• **LISTED RECORDS**:
★ ★ ★ ★ ★
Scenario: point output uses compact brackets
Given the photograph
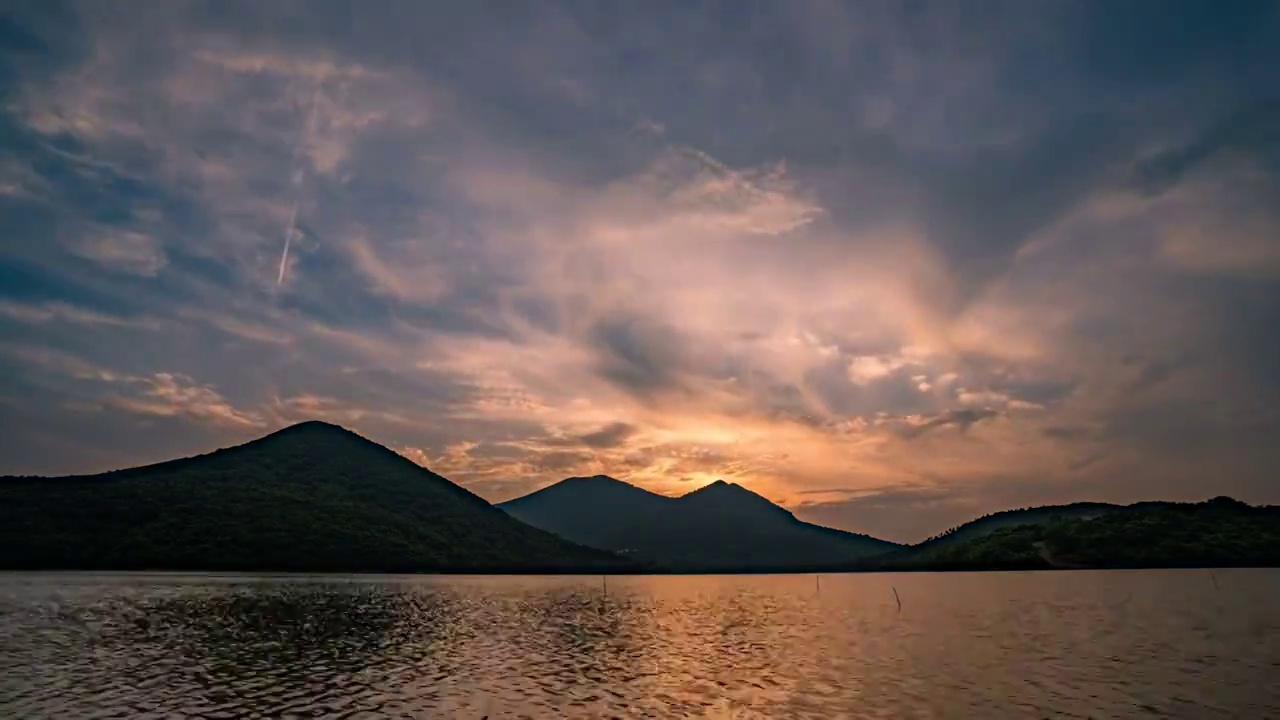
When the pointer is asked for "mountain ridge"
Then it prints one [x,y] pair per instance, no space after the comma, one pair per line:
[309,497]
[720,527]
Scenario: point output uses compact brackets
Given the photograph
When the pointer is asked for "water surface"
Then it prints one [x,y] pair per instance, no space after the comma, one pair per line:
[1191,645]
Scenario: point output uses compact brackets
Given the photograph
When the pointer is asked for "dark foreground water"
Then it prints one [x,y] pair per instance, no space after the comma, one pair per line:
[1192,645]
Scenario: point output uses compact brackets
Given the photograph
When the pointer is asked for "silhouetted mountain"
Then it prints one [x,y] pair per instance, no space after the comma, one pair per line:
[720,527]
[311,497]
[1217,533]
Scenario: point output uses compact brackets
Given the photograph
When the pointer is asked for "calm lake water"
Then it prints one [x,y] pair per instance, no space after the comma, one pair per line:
[1018,645]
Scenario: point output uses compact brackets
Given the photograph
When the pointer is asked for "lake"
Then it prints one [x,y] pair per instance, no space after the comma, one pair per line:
[1192,645]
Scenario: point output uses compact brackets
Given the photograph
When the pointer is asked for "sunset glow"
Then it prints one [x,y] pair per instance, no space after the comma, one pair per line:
[888,269]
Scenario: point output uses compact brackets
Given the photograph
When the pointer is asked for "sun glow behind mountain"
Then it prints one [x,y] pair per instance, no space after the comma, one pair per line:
[891,268]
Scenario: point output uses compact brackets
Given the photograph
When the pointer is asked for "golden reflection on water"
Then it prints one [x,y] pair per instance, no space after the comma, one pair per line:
[1018,645]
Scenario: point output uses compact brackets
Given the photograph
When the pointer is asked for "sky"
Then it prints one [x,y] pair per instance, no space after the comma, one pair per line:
[892,265]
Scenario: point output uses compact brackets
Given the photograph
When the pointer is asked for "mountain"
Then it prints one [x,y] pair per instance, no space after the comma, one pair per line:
[311,497]
[1219,533]
[722,527]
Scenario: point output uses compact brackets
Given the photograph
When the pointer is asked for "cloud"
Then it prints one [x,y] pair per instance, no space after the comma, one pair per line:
[124,251]
[55,311]
[915,427]
[609,436]
[169,395]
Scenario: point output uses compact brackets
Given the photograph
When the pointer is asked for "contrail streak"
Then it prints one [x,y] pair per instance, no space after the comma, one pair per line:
[297,182]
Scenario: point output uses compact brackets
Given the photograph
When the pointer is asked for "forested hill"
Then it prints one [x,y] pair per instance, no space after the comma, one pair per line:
[1219,533]
[311,497]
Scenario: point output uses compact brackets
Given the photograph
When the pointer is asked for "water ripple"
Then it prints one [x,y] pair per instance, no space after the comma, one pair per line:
[963,646]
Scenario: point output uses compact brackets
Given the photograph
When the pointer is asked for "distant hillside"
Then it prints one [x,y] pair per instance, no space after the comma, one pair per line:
[311,497]
[1217,533]
[722,527]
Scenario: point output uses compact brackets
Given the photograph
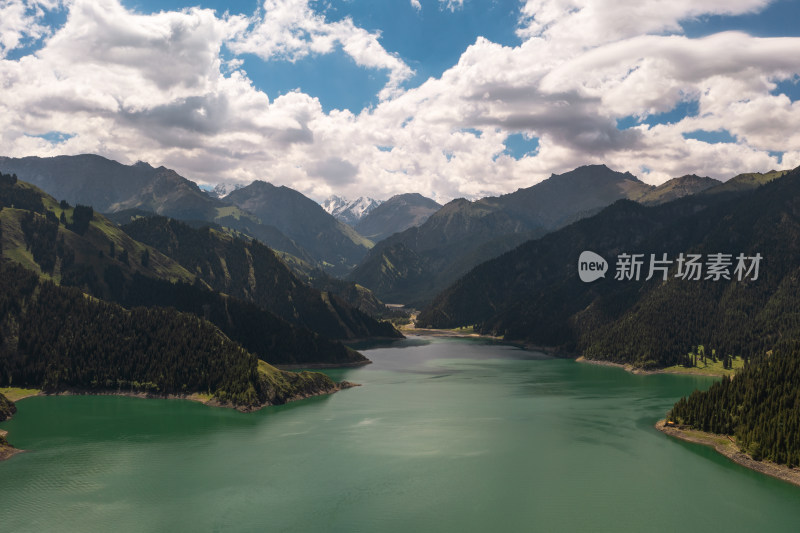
★ ★ ★ ★ ★
• **TASK DIRECTIONS**: Return every line above that contains the word "lake", copying each one unchanged.

• **RIGHT ANSWER**:
When the pointer is asked for "calm lake water"
When the pointer is asked for "lake"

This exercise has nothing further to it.